**The exercise**. List every line in the items below that contains the word "cinnamon", copying each one in full.

----- Task material -----

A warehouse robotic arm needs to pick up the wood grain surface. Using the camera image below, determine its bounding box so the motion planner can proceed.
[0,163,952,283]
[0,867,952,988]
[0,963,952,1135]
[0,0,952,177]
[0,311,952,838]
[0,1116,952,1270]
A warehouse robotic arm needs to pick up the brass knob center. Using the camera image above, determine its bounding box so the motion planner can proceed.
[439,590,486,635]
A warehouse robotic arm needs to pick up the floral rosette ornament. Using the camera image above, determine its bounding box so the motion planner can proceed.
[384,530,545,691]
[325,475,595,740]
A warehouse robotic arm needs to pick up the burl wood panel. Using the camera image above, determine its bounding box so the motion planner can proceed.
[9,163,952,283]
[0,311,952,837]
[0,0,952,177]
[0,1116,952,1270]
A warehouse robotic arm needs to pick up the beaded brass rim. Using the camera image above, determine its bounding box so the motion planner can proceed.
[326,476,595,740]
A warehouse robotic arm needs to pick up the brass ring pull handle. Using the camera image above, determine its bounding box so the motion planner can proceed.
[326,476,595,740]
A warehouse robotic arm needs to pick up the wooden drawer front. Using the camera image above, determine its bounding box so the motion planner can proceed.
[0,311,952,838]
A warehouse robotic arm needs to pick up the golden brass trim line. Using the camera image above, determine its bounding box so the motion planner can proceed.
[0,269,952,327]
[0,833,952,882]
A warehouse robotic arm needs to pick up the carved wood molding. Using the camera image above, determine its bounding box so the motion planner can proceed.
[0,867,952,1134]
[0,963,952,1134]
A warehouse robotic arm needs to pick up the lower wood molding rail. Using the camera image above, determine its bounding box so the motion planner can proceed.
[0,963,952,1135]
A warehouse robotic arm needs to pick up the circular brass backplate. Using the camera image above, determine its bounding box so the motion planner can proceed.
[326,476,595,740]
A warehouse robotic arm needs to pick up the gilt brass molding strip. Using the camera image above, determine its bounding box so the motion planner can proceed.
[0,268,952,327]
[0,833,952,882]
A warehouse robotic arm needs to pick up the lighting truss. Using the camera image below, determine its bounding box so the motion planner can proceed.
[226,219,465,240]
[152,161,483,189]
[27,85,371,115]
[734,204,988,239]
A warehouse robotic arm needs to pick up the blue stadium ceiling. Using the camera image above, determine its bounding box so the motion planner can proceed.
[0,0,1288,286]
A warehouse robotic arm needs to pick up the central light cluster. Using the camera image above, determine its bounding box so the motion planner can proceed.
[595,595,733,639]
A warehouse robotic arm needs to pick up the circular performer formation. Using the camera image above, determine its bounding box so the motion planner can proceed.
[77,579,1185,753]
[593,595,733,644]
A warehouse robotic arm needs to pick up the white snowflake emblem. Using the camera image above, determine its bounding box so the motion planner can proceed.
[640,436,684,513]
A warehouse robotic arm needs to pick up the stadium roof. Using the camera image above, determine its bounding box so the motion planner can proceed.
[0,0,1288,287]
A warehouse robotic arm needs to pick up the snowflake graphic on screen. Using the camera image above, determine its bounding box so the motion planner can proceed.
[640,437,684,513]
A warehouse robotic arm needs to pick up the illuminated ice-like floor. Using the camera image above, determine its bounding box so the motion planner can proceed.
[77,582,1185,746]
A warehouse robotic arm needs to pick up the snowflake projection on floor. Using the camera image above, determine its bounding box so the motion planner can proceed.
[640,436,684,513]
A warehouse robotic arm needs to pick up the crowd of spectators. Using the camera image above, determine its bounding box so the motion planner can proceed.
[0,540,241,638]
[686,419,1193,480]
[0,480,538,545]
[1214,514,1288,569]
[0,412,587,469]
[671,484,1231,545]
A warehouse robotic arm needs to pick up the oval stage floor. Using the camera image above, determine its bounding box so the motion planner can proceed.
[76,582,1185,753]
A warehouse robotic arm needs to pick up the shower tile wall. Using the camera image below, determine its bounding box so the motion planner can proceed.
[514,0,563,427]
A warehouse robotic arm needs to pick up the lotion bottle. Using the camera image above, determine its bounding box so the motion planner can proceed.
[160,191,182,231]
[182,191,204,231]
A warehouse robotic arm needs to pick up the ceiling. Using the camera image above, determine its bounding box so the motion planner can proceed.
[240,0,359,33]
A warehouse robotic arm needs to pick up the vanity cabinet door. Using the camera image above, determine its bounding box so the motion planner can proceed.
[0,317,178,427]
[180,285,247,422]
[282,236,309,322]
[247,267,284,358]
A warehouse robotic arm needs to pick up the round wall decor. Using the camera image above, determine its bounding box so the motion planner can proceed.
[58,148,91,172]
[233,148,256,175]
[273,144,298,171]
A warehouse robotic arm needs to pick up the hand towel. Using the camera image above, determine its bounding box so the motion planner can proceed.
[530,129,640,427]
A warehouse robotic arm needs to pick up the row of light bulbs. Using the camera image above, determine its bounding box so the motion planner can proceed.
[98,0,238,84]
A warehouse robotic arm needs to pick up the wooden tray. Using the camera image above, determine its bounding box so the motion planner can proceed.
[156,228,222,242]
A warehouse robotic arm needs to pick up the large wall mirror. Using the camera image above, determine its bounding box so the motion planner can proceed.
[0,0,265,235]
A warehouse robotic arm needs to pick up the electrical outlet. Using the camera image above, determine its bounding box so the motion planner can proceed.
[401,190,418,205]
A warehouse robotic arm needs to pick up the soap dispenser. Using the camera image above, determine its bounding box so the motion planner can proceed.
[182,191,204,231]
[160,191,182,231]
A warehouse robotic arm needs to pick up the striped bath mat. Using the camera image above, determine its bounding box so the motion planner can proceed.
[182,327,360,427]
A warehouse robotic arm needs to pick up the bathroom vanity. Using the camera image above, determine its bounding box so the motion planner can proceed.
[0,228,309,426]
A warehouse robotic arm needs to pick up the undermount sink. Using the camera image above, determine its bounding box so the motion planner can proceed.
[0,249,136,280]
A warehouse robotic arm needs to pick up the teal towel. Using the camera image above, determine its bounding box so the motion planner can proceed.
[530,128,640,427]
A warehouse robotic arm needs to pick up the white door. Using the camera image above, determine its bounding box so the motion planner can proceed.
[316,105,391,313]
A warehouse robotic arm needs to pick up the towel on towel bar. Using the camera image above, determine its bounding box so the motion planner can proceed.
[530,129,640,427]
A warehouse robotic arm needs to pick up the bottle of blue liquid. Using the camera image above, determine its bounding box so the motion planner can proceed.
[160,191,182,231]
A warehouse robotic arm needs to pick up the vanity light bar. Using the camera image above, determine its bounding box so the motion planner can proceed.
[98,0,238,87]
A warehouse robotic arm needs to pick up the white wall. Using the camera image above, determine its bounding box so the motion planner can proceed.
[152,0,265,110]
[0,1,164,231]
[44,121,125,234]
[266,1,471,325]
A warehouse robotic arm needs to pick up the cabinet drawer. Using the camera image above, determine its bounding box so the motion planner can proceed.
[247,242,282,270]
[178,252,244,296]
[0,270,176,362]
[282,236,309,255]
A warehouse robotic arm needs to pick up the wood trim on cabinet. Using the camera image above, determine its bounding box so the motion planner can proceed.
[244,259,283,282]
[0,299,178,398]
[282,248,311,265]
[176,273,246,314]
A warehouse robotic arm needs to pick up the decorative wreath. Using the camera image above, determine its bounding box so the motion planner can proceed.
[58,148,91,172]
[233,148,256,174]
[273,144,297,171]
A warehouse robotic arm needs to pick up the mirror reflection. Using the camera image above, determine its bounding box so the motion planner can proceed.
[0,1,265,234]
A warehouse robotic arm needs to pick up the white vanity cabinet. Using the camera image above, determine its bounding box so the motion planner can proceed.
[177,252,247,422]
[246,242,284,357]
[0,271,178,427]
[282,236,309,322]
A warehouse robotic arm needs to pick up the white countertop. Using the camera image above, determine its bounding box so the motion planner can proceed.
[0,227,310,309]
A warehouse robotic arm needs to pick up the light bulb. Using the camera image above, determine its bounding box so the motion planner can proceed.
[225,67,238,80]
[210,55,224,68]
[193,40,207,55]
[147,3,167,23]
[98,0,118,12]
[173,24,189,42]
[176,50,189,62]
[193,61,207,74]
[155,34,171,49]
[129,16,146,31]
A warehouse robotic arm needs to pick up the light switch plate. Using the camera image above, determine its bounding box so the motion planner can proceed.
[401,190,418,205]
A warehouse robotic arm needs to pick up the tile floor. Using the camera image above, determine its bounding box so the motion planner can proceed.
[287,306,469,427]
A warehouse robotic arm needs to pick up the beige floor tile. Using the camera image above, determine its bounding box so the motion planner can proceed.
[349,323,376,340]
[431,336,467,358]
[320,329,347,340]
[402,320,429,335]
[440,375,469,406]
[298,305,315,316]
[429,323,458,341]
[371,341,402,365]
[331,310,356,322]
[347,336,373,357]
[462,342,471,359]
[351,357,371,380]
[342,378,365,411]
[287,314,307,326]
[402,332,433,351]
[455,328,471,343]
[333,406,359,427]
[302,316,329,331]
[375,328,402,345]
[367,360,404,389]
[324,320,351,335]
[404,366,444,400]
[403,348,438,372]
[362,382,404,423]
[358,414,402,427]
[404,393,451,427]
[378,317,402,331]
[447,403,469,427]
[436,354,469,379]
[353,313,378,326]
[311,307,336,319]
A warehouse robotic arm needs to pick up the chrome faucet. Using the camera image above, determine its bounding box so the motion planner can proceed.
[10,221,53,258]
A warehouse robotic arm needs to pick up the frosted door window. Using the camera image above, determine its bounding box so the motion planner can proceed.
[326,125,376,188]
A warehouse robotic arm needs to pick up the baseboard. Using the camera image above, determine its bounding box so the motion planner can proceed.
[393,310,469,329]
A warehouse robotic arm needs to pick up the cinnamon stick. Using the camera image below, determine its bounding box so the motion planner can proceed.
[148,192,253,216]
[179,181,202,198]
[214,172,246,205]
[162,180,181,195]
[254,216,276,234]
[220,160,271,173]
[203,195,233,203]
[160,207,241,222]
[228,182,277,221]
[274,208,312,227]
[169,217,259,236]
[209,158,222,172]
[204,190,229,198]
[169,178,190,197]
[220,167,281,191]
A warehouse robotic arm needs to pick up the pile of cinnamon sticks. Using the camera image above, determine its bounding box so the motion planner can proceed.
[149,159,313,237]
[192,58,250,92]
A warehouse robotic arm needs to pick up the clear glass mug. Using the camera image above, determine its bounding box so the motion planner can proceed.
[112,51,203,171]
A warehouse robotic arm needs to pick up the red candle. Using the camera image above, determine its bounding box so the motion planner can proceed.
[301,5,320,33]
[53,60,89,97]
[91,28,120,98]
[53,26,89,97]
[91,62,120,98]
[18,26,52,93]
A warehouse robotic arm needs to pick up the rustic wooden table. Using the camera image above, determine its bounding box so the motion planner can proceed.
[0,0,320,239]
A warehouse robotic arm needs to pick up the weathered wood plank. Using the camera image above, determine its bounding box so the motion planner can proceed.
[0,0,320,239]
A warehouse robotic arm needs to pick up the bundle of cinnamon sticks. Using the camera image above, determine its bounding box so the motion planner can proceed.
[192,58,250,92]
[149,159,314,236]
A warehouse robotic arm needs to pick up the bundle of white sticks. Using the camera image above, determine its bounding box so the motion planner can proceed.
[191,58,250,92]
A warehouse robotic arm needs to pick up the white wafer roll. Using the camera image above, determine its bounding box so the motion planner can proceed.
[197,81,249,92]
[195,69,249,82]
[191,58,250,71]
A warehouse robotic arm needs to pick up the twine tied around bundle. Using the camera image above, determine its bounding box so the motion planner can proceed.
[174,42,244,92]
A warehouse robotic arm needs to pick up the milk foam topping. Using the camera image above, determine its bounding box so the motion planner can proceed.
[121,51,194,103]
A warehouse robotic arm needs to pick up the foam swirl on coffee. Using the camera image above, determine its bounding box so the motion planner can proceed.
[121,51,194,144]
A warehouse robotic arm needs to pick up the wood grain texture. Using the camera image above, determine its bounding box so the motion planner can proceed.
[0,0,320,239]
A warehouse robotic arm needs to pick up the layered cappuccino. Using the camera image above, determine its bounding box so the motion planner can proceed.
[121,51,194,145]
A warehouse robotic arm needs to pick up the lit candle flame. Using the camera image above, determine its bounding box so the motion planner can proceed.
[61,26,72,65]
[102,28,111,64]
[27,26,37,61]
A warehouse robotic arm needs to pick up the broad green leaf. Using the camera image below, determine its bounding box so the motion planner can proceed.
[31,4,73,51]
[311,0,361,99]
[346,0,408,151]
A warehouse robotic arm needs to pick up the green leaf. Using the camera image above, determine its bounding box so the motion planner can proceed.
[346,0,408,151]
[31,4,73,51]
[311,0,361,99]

-----

**Answer to this exercise**.
A warehouse robotic arm needs to pick up the cinnamon stick. Using the camera image below, determine its bounding box so the motion planner can proceed.
A warehouse robotic arm needs to pick up the pile of cinnamon sticks. Using the camera image above, determine its bounding box so the motion planner can proceed.
A warehouse robotic arm needs to pick up the bundle of cinnamon sticks. Using the camera image above, determine its bounding box so the motion planner can proceed.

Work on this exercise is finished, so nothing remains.